[Opening Input section]

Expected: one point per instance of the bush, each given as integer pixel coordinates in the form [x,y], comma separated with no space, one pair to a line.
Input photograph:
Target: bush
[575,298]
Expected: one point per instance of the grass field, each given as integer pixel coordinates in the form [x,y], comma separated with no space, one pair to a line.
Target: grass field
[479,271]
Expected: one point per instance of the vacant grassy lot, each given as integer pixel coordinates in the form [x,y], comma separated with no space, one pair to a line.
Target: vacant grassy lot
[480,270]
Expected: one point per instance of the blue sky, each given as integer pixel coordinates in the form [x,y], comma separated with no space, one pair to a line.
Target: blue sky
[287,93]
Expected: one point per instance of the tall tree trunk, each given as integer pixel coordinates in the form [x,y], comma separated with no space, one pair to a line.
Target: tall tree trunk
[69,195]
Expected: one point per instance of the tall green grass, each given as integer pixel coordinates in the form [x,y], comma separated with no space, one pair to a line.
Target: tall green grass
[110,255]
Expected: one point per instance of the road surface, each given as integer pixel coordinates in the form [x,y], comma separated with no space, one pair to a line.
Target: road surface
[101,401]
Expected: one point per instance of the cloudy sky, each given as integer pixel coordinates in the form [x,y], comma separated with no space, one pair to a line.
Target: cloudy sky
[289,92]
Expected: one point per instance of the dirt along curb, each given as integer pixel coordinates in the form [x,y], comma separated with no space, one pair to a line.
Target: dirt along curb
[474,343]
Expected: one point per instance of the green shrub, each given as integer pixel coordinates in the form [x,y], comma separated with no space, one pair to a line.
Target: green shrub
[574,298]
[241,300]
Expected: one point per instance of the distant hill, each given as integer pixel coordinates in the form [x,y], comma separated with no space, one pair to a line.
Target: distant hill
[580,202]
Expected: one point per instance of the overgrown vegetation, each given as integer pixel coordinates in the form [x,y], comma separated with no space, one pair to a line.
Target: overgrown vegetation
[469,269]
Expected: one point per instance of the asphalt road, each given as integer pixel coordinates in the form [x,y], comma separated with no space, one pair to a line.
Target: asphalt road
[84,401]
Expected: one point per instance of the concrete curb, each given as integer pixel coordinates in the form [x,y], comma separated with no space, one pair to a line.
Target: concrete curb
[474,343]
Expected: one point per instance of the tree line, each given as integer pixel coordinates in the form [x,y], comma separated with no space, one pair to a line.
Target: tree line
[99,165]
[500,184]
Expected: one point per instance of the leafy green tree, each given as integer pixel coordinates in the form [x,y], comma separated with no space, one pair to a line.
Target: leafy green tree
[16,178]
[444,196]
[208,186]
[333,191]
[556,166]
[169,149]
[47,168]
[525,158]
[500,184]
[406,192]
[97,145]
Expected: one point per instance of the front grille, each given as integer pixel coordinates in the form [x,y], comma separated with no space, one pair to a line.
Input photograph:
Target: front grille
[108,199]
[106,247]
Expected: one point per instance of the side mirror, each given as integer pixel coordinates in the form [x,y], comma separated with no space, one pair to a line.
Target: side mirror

[Closing Input section]

Which lines of the entries above contain the word "mirror"? Copy each of them.

Expected: one point per instance of the side mirror, each given as integer pixel coordinates in the form [x,y], comma separated with no space, one pair to a line.
Target: side mirror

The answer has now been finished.